Express as a numbered list, with blank lines omitted, only the lines beginning with the one containing "Could you point to the white" and continuing through the one containing "point(207, 745)".

> **MATERIAL SHOWN**
________________________________________

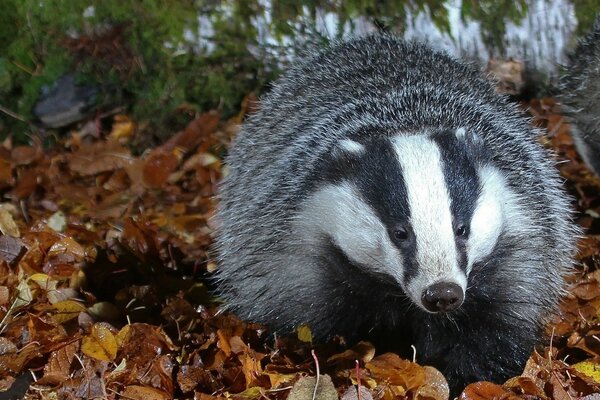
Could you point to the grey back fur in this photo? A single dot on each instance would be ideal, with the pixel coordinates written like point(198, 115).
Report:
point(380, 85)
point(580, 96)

________________________________________

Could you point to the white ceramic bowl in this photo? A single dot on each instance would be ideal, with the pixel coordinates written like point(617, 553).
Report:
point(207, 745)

________________________________________

> **FULL OUTPUT**
1. Could you point to the white ceramic bowl in this photo? A single dot on each instance would be ideal, with the pixel coordinates written like point(617, 553).
2. Report:
3. point(207, 745)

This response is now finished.